> Input data:
>>>

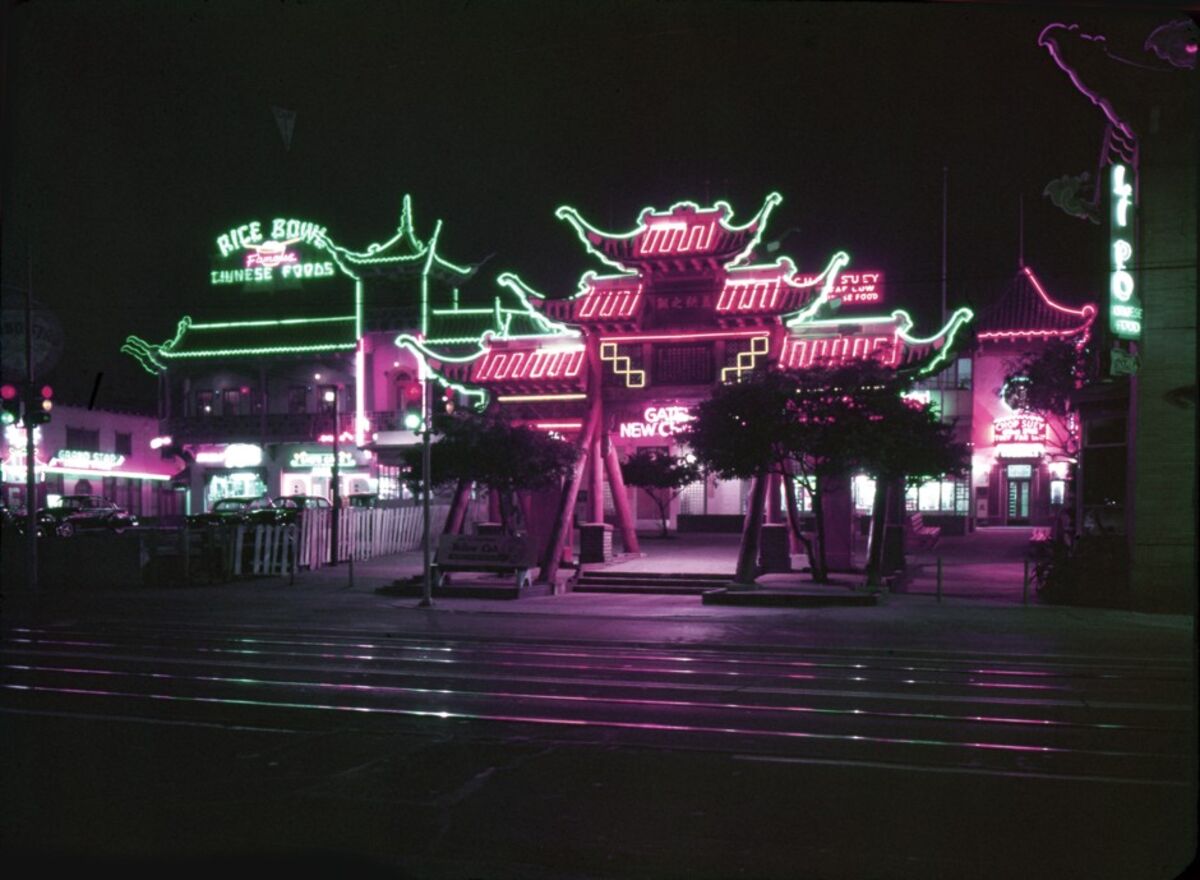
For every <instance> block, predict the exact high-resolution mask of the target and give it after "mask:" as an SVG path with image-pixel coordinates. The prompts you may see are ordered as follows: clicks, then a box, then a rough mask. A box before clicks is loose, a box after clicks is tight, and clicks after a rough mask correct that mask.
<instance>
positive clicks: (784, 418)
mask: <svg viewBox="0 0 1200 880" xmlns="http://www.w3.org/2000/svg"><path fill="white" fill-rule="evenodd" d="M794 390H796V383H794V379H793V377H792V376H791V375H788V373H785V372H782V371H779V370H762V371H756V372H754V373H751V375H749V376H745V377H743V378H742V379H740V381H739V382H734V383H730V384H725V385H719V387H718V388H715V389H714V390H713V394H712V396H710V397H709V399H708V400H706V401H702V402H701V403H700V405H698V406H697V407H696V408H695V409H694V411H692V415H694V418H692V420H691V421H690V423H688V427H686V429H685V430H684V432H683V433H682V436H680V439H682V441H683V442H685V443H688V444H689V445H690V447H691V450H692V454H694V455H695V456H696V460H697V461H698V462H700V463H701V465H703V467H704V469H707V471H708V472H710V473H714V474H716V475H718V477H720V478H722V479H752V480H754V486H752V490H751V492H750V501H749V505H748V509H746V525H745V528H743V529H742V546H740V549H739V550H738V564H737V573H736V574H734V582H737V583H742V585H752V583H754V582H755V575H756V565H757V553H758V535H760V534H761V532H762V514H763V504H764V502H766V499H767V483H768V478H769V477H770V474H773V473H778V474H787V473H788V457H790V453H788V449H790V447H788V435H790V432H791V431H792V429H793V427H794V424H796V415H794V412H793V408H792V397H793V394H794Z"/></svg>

<<<
>>>

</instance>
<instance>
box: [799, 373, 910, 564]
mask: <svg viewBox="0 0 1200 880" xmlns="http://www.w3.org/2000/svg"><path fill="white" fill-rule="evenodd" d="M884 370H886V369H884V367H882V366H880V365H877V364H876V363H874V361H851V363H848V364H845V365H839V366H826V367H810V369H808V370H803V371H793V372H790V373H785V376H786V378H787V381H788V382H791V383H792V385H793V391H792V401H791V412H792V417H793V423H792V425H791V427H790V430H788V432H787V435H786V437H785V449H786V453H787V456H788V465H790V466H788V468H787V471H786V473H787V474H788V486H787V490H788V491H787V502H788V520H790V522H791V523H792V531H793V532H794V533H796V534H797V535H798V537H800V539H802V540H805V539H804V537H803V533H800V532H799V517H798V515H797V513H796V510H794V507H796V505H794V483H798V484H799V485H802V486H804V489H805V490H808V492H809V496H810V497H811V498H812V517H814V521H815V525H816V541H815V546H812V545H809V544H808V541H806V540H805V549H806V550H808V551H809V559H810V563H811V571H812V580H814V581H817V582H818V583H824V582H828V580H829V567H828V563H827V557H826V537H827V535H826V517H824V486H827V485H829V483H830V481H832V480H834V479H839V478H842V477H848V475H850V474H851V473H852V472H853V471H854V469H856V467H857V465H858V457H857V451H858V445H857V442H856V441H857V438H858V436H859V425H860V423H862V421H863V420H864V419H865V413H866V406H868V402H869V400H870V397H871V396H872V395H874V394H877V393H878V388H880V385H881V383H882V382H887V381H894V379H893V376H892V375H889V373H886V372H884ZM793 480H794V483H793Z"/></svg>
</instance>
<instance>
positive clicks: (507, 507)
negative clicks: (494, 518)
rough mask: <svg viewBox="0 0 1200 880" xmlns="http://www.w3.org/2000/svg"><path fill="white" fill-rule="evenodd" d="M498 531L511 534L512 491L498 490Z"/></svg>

<<<
>>>

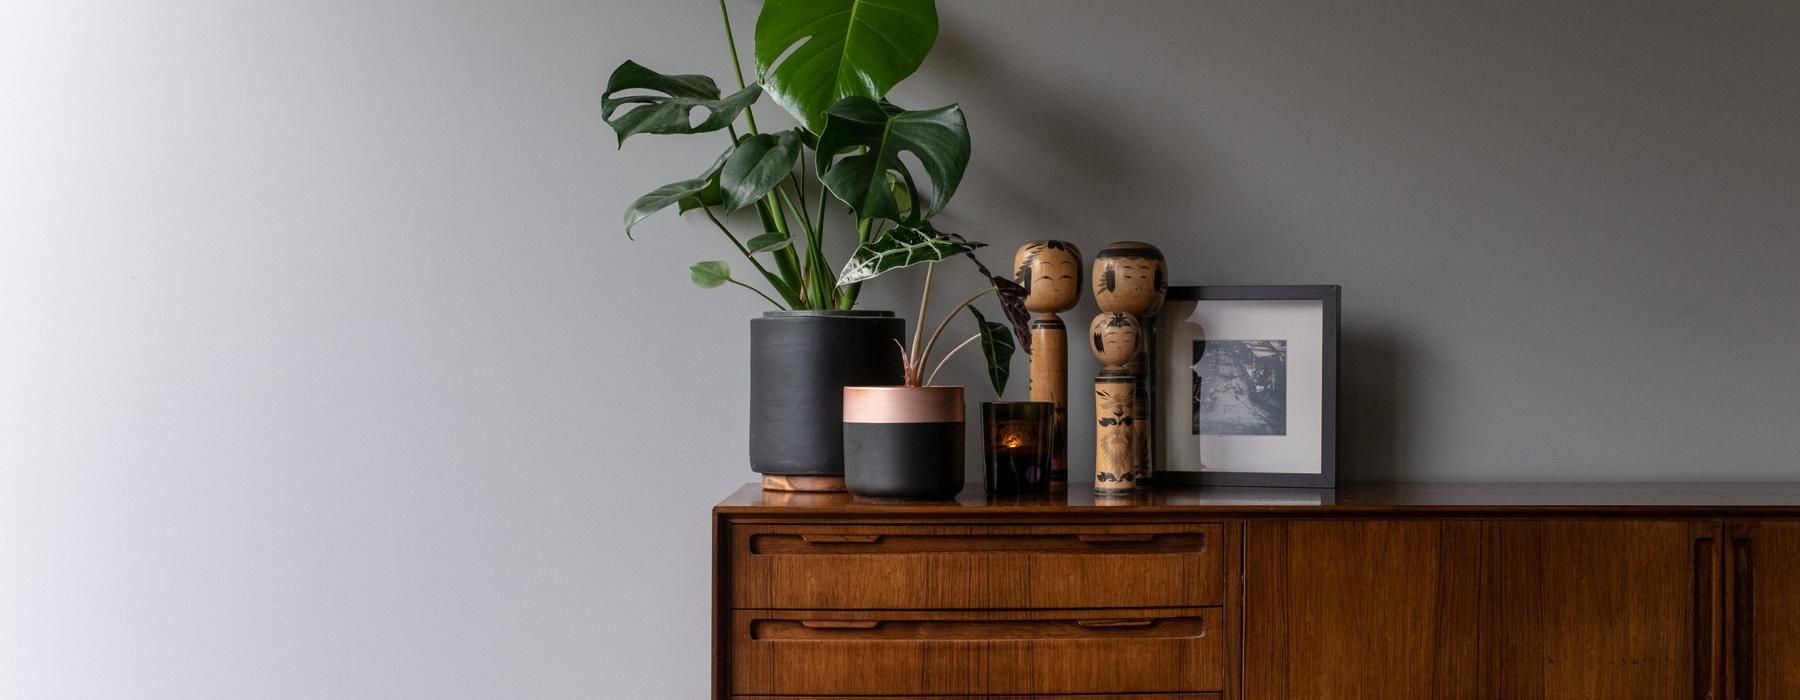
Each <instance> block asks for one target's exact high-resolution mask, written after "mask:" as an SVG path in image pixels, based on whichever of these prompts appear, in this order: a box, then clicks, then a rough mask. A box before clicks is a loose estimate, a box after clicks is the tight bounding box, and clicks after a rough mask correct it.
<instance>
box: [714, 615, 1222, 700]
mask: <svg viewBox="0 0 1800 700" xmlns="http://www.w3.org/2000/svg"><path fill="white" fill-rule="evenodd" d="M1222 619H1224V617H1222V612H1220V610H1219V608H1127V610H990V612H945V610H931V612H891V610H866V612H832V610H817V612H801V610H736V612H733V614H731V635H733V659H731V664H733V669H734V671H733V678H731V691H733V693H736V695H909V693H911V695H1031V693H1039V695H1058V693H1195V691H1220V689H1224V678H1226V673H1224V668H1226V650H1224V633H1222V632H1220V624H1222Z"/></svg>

<<<

> Work to complete:
Count the lines of the material above that contain the string "image", and give only that number.

> Task answer:
2